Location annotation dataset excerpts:
▶

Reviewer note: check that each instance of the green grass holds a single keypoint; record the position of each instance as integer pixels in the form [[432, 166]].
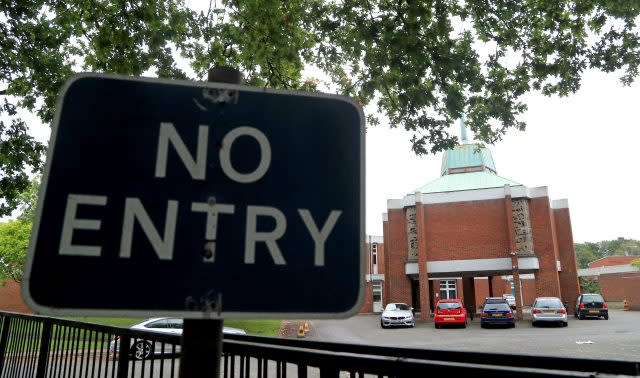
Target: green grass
[[253, 327], [117, 322], [256, 327]]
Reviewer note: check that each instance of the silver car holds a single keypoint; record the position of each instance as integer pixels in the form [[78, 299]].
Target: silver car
[[397, 314], [141, 349], [548, 309]]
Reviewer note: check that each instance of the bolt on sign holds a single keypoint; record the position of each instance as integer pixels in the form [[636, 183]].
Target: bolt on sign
[[201, 199]]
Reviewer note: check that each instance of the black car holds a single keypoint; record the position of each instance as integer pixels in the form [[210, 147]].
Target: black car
[[591, 305], [496, 312]]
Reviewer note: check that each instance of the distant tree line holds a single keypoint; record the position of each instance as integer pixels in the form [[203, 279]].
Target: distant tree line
[[591, 251]]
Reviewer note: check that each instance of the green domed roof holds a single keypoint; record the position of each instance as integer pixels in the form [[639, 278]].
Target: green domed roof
[[467, 158], [466, 167]]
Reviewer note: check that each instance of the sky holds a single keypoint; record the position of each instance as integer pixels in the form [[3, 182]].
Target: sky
[[584, 147]]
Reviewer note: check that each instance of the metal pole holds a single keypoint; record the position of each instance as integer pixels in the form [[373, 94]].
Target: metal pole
[[201, 348], [202, 338]]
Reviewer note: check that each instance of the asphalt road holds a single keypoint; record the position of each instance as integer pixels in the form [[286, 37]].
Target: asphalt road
[[615, 339]]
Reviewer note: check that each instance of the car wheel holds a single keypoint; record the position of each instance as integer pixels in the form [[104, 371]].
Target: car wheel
[[141, 350]]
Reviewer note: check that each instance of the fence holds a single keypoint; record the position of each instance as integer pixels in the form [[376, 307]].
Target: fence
[[36, 346]]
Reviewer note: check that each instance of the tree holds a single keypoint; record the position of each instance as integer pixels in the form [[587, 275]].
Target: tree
[[586, 253], [14, 241], [589, 285], [28, 200], [424, 63]]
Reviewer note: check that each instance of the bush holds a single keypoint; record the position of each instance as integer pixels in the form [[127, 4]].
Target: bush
[[589, 285]]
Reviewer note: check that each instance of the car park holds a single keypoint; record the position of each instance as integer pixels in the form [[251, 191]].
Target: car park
[[591, 305], [490, 300], [397, 314], [449, 312], [511, 300], [548, 310], [497, 312], [141, 348]]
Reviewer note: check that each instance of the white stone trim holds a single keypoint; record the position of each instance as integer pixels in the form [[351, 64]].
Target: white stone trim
[[519, 191], [444, 278], [411, 268], [479, 265], [628, 268], [560, 204], [523, 277], [462, 196], [375, 239], [526, 192], [374, 277]]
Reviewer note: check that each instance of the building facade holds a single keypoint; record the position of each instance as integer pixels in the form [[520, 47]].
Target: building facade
[[471, 234], [617, 278]]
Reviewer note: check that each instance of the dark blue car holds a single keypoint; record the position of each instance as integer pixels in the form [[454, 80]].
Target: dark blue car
[[497, 314]]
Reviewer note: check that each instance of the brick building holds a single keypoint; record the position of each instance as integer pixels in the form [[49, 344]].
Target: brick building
[[10, 298], [618, 279], [471, 234]]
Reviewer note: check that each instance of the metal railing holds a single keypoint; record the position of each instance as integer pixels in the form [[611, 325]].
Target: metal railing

◀

-- What is required --
Could you reproduce the material starting at the line containing "Reviewer note: check that each instance of the bush" and ending at the line containing "312], [141, 348]]", both included, scaling every coordinate in the answers by 2.5 and rounding to whole numbers with halves rounded up? Copy the requests with their sample coordinates unchanged.

-- Exercise output --
Reviewer note: check that each instance of the bush holds a single keypoint; record the position of each instance as integer pixels in the form [[127, 4]].
Target: bush
[[1473, 713]]
Reviewer note: check that each instance of the car park holds a single keypoint; record the position of each instance as integer pixels in the form [[251, 191]].
Target: car park
[[1478, 763], [1225, 750], [993, 785], [1123, 780], [1278, 750], [1370, 775], [1243, 780], [353, 870]]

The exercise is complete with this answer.